_TASK BRIEF:_ Return only the lines from the one containing "Q: In the photo above, point to the ladybug elytra;" to the end of the entries below, exactly as written, both ends included.

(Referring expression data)
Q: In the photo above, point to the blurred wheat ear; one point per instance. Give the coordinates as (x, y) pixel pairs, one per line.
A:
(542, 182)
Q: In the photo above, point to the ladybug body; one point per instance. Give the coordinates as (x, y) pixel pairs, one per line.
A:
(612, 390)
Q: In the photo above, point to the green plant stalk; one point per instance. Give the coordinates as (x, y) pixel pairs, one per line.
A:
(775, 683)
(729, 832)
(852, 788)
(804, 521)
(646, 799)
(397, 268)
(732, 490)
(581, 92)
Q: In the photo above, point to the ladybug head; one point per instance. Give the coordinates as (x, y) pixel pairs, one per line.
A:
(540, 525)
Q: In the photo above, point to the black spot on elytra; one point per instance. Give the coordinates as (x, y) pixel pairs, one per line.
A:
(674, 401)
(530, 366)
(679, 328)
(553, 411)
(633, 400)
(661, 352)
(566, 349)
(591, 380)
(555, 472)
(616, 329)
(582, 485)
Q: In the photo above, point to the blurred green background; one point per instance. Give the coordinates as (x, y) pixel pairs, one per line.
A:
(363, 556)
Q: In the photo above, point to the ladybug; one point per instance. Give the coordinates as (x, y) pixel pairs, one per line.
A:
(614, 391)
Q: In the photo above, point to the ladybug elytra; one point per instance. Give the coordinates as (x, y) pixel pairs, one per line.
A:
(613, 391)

_EXERCISE RESPONSE:_
Q: In the photo above, point to the ladybug elytra; one point per instance. Give the coordinates as (x, y) pixel pairs, one per line.
A:
(613, 391)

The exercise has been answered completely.